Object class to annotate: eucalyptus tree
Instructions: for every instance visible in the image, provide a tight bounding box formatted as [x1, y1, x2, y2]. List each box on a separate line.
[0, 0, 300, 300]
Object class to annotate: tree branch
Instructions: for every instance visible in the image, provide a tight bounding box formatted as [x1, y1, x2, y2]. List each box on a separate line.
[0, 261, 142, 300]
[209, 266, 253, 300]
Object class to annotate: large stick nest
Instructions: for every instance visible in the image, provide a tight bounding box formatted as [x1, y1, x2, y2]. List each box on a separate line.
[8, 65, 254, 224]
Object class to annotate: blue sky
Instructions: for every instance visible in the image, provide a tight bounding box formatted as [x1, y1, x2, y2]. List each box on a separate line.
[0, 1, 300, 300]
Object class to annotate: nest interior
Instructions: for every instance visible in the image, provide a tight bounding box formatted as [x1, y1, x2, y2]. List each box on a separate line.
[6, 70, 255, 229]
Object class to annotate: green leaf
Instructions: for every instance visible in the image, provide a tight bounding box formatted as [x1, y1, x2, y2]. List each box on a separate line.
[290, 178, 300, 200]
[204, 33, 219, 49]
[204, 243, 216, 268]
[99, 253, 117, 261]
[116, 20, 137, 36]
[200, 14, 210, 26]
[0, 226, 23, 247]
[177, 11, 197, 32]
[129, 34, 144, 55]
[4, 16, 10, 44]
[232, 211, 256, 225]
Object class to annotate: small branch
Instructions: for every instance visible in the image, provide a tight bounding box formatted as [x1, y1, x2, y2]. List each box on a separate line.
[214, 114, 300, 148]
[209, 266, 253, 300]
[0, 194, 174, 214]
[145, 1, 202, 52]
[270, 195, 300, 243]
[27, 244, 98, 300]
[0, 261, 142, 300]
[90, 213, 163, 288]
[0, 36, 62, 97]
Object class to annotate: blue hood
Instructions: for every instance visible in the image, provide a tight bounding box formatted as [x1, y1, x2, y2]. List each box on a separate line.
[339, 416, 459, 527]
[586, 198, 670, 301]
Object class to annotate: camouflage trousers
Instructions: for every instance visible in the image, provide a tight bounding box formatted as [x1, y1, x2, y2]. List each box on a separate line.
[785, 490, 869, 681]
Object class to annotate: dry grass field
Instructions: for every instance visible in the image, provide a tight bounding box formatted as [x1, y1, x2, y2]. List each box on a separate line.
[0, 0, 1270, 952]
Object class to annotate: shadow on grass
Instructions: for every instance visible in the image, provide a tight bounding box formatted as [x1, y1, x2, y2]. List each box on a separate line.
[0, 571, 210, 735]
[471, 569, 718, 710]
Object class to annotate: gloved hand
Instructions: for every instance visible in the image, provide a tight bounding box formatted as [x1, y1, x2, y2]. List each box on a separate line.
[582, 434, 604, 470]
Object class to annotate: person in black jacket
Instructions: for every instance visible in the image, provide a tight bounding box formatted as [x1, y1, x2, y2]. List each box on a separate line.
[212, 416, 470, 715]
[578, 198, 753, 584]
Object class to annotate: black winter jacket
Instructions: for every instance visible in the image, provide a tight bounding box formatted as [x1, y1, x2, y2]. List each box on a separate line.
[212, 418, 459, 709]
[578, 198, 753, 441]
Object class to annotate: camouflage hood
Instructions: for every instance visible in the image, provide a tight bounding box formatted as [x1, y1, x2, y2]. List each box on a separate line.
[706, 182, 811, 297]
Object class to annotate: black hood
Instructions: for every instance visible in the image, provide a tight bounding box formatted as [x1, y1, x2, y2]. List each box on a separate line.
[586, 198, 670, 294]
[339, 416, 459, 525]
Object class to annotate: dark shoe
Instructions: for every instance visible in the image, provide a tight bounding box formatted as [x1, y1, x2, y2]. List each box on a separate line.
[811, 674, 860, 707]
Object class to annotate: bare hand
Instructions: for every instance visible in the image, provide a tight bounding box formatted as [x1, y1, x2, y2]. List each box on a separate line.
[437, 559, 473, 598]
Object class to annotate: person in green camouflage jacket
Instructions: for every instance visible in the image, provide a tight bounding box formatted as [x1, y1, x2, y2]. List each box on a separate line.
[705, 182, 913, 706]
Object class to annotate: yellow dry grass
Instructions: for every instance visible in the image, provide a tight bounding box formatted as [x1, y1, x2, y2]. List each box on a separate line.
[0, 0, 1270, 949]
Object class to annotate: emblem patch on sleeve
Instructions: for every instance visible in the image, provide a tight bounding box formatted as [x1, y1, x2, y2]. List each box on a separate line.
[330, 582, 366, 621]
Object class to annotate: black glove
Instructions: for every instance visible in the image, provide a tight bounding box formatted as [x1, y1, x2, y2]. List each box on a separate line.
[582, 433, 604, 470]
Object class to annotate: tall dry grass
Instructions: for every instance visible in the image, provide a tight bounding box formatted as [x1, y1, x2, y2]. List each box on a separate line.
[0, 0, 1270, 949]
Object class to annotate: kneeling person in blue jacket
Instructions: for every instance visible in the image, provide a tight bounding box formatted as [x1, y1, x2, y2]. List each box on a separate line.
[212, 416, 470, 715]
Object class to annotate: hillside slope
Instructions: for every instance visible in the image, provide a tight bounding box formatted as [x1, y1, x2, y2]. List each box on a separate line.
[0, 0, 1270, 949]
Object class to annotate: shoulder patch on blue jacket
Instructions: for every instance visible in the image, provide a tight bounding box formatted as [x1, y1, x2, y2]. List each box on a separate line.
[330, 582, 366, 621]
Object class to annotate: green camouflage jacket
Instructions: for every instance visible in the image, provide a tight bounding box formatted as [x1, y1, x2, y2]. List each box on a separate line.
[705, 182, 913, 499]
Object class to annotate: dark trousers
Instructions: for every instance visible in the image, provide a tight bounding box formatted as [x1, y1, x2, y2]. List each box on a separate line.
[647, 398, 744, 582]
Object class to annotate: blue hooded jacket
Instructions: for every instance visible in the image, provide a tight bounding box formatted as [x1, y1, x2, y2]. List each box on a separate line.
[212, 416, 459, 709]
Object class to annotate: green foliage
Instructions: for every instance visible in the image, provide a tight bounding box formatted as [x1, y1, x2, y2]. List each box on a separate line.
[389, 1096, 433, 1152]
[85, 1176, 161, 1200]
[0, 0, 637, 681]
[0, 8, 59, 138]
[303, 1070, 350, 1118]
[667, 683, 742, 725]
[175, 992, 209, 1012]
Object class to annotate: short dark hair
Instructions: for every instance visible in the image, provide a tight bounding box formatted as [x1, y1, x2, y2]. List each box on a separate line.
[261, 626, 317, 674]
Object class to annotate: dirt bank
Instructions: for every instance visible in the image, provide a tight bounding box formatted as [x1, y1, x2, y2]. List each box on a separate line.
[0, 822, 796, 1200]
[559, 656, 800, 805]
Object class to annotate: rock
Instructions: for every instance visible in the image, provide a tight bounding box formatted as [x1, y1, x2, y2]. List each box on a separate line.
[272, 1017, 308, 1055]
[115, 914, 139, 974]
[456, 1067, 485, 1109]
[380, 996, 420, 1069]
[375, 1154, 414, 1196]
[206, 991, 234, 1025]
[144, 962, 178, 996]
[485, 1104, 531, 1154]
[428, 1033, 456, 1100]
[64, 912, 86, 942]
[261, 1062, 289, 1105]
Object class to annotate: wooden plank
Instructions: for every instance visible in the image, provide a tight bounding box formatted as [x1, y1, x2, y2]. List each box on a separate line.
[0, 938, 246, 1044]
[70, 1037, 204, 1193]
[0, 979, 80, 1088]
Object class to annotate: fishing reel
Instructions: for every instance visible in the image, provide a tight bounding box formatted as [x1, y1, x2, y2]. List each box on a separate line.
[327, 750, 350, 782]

=====

Format every entry above as a two-column CSV with the header entry_text,answer. Use one row per entry, with its text in entry_text and its answer in answer, each in a single quoted field with line breaks replaced by spaces.

▶ **Exercise answer**:
entry_text,answer
"Object class to annotate: eucalyptus tree Instructions: for every instance visible in the image, provide a tight bounding box formatted as [x1, y1, x2, y2]. List each box on a separate line.","[0, 0, 300, 300]"
"Object class to annotate: tree branch Instructions: for every instance visible in the image, provide a tight bounding box formatted as [x1, y1, x2, y2]. List each box on a separate line.","[0, 261, 142, 300] [209, 266, 253, 300]"
"Object class to annotate: large stick nest Instructions: for every instance visible in the image, provide a tight bounding box formatted as [x1, y1, x2, y2]. List each box on a separate line.","[8, 65, 254, 224]"
"Object class to annotate: blue sky Instructions: for every instance visible in the image, provide a tight bounding box formatted as [x1, y1, x2, y2]. List each box on a separate line.","[0, 1, 300, 300]"
"Object class to annotate: nest interior Instructions: for every instance visible in the image, provide a tight bounding box formatted as [x1, y1, x2, y2]. List each box on a separate line.","[6, 70, 255, 229]"
"Object class to annotate: green leaf Instructions: for every instance visible in the image, provide a tight bounding box formatted as [x1, y1, x2, y2]. List each box on a separate line.","[290, 178, 300, 200] [204, 33, 219, 49] [204, 243, 216, 268] [99, 253, 117, 261] [116, 20, 137, 36] [200, 14, 210, 26] [0, 226, 23, 247] [177, 11, 197, 32] [129, 34, 144, 55] [4, 16, 10, 44] [232, 211, 256, 225]"
"Object class to annotate: small branch Instructions: for every instance visible in the image, provide a tight bounding box formatted as [x1, y1, x2, y2]. List each box on a separate line.","[214, 114, 300, 148] [209, 266, 253, 300] [0, 194, 174, 214] [145, 1, 202, 52] [270, 195, 300, 243] [27, 244, 98, 300] [0, 261, 142, 300] [90, 213, 163, 288] [0, 36, 62, 97]"
"Object class to annotate: blue hood Instructions: for every instance visible in the image, provide a tight bounding box formatted as [x1, y1, x2, y2]. List each box on a separate line.","[339, 416, 459, 527] [586, 198, 670, 301]"
"Object class to annotate: camouflage trousers Instructions: for every instance visible in the image, provide a tight bounding box formatted as [x1, y1, x2, y2]. List each box on a separate line.","[785, 490, 869, 681]"
"Object class to annotate: dry grass field Instructions: for every instance visible in the image, provide a tight bounding box formatted as [x1, y1, x2, y2]. List each box on a separate line.","[0, 0, 1270, 952]"
"Object class to annotate: shadow on grass Instructions: for every instance visible in the image, provide a tight bounding box formatted as [x1, y1, x2, y2]. List each box on a separate line.","[0, 571, 210, 735] [471, 569, 718, 710]"
"Object class to annotate: gloved hand Instructions: for every instance visible in the image, provide a tight bounding box formatted as [x1, y1, x2, y2]. List each box on a separate line.","[582, 434, 604, 470]"
"Object class to annotate: person in black jacket Instructions: for every instance visible in the image, provide a tight bounding box formatted as [x1, y1, x2, y2]. List each box on a separate line.","[212, 416, 470, 715] [578, 198, 753, 584]"
"Object class to annotate: black winter jacket Instructions: for every instance visible in the image, provide a tight bounding box formatted as [x1, y1, x2, y2]. List each box on a separate line.","[212, 418, 459, 709] [578, 198, 753, 441]"
"Object class to annotate: camouflage hood Instructions: for every instance visible in the image, provide a tight bounding box formatted as [x1, y1, x2, y2]. List each box on a separate line.","[706, 182, 811, 297]"
"Object class to annotate: black hood Instructions: for every instance visible in the image, provide a tight bounding box formatted as [x1, y1, x2, y2]. List each box on a separate line.","[586, 198, 670, 294] [339, 416, 459, 525]"
"Object class to annotate: dark shoe Instructions: for every instance visible in the image, provide a tight bounding box formatted as [x1, y1, x2, y2]. List each box on a separate line.","[811, 674, 860, 707]"
"Object class to annotate: bare hand Instructions: for every instance visible in the image, provide a tight bounding box formatted as [x1, y1, x2, y2]. List each box on a separate line.","[437, 559, 473, 598]"
"Object class to annotate: person in green camouflage jacket Instructions: for every instance visible in the image, provide a tight bounding box formatted as [x1, y1, x2, y2]. List each box on a separate line.","[705, 182, 913, 706]"
"Object class to annotate: yellow dry grass Instructions: for every instance visible in the image, provide a tight bounding box formatted as [x1, y1, x2, y2]. List each box on a separate line.","[0, 0, 1270, 949]"
"Object class to annotate: emblem patch on sleeve Instructions: for every instance visible in the image, provide a tight bounding box formatted as [x1, y1, x2, y2]. List each box on a separate line.","[330, 582, 366, 621]"
"Object class to annotate: black glove Instructions: for every instance visible in the image, provide a tight bounding box formatted as [x1, y1, x2, y2]. List each box on a separate line.","[582, 433, 604, 470]"
"Object class to annotate: tall dry grass Instructions: for every instance visible in the image, provide a tight bounding box formatted as [x1, y1, x2, y2]. List each box on a separate line.","[0, 0, 1270, 949]"
"Object class to annotate: kneeling person in blue jacket Instructions: for every instance visible in the image, provide a tight bounding box formatted as [x1, y1, x2, y2]. List each box on a separate line.","[212, 416, 470, 715]"
"Object class to annotate: hillside slope Instructions: for every instance visible in the image, provide a tight bounding box formatted as [x1, y1, x2, y2]. List each box on a separate line.","[0, 0, 1270, 949]"
"Object class to annotate: shoulder patch on blue jacket Instructions: for every instance visible in the image, provide a tight bounding box formatted as [x1, y1, x2, y2]. List each box on a separate line.","[330, 582, 366, 621]"
"Object class to annotate: green camouflage jacket Instructions: for every instance visible in the image, provide a tight bounding box formatted as [x1, y1, x2, y2]. List each box on a separate line.","[705, 182, 913, 499]"
"Object class to annotate: dark trousers Instructions: for every instance visible in the image, provide a tight bounding box formatted as [x1, y1, x2, y2]. List each box on a separate line.","[647, 398, 744, 582]"
"Object class to annotate: blue hooded jacket Instructions: for every instance visible in the image, provide a tight bounding box formatted as [x1, y1, x2, y2]. List each box on a separate line.","[212, 416, 459, 709]"
"Object class to annotate: green foliage Instructions: for every instance visible in the image, provide a tight bounding box formatted as [x1, y1, x2, y2]. List each box on a separate line.","[389, 1096, 433, 1152] [85, 1176, 161, 1200] [0, 0, 637, 681] [0, 8, 59, 138] [303, 1070, 350, 1118] [667, 683, 742, 725] [175, 992, 209, 1012]"
"Object class to annotate: short dark hair Instructions: for every instance visible in the image, provide a tight bounding box formatted as [x1, y1, x2, y2]. List each box on a separate line.","[261, 626, 317, 674]"
"Object class to annotate: dirt bank Instructions: for every instance visible in the image, provide a tight bounding box formatted as [x1, y1, x2, y2]. List each box on a separate line.","[0, 822, 796, 1200] [559, 656, 800, 805]"
"Object class to annotate: rock Instructions: for every instance visible in the image, provide a tight bounding box formatted as [x1, y1, x2, y2]. List each box on a separate line.","[272, 1017, 308, 1055] [115, 914, 139, 974] [456, 1067, 485, 1109] [380, 996, 420, 1069] [375, 1154, 414, 1196] [206, 991, 234, 1025] [144, 962, 178, 996] [485, 1104, 531, 1154] [428, 1033, 456, 1100] [64, 912, 86, 942] [261, 1062, 289, 1105]"
"Object class to annotate: wooden plank Instructions: for every instance visible in the image, provide a tight bounding box formatted as [x1, y1, x2, y2]. List each box on a separate line.","[0, 938, 246, 1044] [70, 1037, 204, 1193] [0, 979, 80, 1088]"
"Object class to annotate: fishing reel Instructions: for every instance visible in the image, provide a tight bounding box formatted as [x1, y1, x2, y2]. List each box on a separate line.","[327, 750, 350, 782]"